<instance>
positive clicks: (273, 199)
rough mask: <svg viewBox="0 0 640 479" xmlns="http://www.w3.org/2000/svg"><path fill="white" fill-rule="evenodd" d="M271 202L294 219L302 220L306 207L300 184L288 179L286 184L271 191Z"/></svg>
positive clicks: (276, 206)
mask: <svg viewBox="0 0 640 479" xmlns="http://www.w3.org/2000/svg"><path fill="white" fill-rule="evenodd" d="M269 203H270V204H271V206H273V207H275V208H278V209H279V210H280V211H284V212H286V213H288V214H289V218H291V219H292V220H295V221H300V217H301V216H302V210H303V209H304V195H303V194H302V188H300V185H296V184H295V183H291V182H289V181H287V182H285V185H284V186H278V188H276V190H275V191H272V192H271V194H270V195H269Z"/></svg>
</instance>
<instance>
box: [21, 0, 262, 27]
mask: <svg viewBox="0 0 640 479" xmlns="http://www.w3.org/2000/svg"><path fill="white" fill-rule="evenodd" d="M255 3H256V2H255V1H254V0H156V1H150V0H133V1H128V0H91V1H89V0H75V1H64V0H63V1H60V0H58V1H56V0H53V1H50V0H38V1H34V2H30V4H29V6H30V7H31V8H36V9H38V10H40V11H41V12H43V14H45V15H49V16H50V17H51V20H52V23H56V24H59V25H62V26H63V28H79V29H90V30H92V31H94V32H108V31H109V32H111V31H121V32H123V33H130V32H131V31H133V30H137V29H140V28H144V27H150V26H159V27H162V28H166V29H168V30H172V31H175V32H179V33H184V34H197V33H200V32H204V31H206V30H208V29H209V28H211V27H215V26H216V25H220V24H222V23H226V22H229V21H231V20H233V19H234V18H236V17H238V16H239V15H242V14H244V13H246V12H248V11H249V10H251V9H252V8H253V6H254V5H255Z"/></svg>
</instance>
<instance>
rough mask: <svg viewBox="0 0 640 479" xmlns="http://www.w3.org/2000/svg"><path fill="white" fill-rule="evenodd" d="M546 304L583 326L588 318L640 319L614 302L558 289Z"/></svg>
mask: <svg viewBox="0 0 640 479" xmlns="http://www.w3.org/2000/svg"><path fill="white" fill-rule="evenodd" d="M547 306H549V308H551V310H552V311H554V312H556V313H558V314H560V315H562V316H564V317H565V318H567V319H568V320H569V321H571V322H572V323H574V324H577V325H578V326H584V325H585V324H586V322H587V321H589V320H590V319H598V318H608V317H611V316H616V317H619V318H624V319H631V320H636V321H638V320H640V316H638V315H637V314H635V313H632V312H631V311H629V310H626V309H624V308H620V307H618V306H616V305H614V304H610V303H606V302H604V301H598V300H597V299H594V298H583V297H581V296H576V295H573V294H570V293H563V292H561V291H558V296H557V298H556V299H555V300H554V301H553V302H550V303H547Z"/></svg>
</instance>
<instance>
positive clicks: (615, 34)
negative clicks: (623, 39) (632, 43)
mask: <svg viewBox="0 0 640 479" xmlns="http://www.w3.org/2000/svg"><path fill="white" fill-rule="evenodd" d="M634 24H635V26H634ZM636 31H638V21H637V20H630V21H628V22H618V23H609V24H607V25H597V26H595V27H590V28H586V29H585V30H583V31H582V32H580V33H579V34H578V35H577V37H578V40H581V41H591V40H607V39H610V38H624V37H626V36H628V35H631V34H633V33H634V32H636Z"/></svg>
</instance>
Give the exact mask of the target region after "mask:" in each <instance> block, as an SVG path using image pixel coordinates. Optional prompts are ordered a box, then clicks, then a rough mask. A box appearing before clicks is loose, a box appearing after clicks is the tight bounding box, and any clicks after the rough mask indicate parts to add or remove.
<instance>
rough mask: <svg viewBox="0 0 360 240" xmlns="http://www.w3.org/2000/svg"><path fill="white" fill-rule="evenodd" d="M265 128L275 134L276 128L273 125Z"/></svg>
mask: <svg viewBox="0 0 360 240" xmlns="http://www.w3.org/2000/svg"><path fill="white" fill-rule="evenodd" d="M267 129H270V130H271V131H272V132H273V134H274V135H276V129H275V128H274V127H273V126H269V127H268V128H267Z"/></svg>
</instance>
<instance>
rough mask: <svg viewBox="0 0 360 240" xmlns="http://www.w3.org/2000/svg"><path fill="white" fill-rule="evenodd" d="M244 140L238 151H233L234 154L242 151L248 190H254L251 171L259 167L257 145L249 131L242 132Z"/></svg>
======
Required work. Turn all of the data above into a numbered list, one line per entry, omitting any blank lines.

Response.
1. <instance>
2. positive clicks: (273, 199)
3. rough mask: <svg viewBox="0 0 640 479" xmlns="http://www.w3.org/2000/svg"><path fill="white" fill-rule="evenodd" d="M271 202L294 219L302 220L306 207L300 184L288 179L286 184L271 191Z"/></svg>
4. positive clicks: (276, 206)
5. mask: <svg viewBox="0 0 640 479" xmlns="http://www.w3.org/2000/svg"><path fill="white" fill-rule="evenodd" d="M269 203H270V204H271V206H273V207H275V208H278V209H279V210H280V211H284V212H286V213H288V214H289V218H291V219H292V220H295V221H300V217H301V216H302V210H303V209H304V195H303V194H302V188H300V185H296V184H295V183H291V182H289V181H287V182H285V185H284V186H278V188H276V190H275V191H272V192H271V194H270V195H269Z"/></svg>
6. </instance>
7. <instance>
8. box: [21, 0, 262, 27]
9. mask: <svg viewBox="0 0 640 479" xmlns="http://www.w3.org/2000/svg"><path fill="white" fill-rule="evenodd" d="M255 3H256V2H255V1H254V0H156V1H150V0H133V1H128V0H91V1H89V0H75V1H64V0H63V1H60V0H58V1H56V0H53V1H50V0H38V1H34V2H30V4H29V6H30V7H31V8H36V9H38V10H40V11H41V12H43V14H45V15H49V16H50V17H51V20H52V23H56V24H59V25H62V26H63V28H79V29H90V30H92V31H94V32H108V31H109V32H111V31H121V32H123V33H130V32H131V31H133V30H137V29H140V28H144V27H150V26H159V27H162V28H166V29H168V30H172V31H175V32H179V33H184V34H197V33H200V32H204V31H206V30H208V29H209V28H211V27H215V26H216V25H220V24H222V23H226V22H229V21H231V20H233V19H234V18H236V17H238V16H239V15H242V14H244V13H246V12H248V11H249V10H251V9H252V8H253V6H254V5H255Z"/></svg>
10. </instance>
11. <instance>
12. rough mask: <svg viewBox="0 0 640 479" xmlns="http://www.w3.org/2000/svg"><path fill="white" fill-rule="evenodd" d="M546 304L583 326L588 318L640 319L614 302L558 289Z"/></svg>
13. mask: <svg viewBox="0 0 640 479" xmlns="http://www.w3.org/2000/svg"><path fill="white" fill-rule="evenodd" d="M547 306H549V308H551V310H552V311H554V312H556V313H558V314H560V315H562V316H564V317H565V318H567V319H568V320H569V321H571V322H572V323H574V324H577V325H578V326H584V325H585V324H586V322H587V321H589V320H590V319H598V318H608V317H611V316H616V317H619V318H624V319H631V320H636V321H638V320H640V316H638V315H637V314H635V313H632V312H631V311H629V310H626V309H624V308H620V307H618V306H616V305H614V304H610V303H606V302H604V301H598V300H597V299H594V298H583V297H581V296H576V295H573V294H570V293H563V292H561V291H558V296H557V298H556V299H555V300H554V301H553V302H550V303H547Z"/></svg>
14. </instance>
15. <instance>
16. positive clicks: (615, 34)
17. negative clicks: (623, 39) (632, 43)
18. mask: <svg viewBox="0 0 640 479" xmlns="http://www.w3.org/2000/svg"><path fill="white" fill-rule="evenodd" d="M634 24H635V26H634ZM636 31H638V21H637V20H630V21H628V22H618V23H609V24H607V25H597V26H595V27H590V28H586V29H585V30H583V31H582V32H580V33H579V34H578V35H577V37H578V40H581V41H591V40H607V39H610V38H624V37H626V36H628V35H631V34H633V33H634V32H636Z"/></svg>
19. </instance>
20. Give the exact mask of the target region after "mask:" in each <instance> block, as an SVG path using image pixel coordinates. Optional prompts are ordered a box, then clicks, then a rough mask. A box appearing before clicks is loose, a box appearing after clicks is the tight bounding box, and any clicks after the rough mask indicate parts to add or remove.
21. <instance>
22. rough mask: <svg viewBox="0 0 360 240" xmlns="http://www.w3.org/2000/svg"><path fill="white" fill-rule="evenodd" d="M265 128L275 134L276 128L273 125Z"/></svg>
23. mask: <svg viewBox="0 0 360 240" xmlns="http://www.w3.org/2000/svg"><path fill="white" fill-rule="evenodd" d="M267 129H270V130H271V131H272V132H273V134H274V135H276V129H275V128H274V127H273V126H269V127H268V128H267Z"/></svg>
24. </instance>
25. <instance>
26. rough mask: <svg viewBox="0 0 360 240" xmlns="http://www.w3.org/2000/svg"><path fill="white" fill-rule="evenodd" d="M244 140L238 151H233L234 154L242 151L248 190H254L251 171L259 167L257 145L249 131L242 132Z"/></svg>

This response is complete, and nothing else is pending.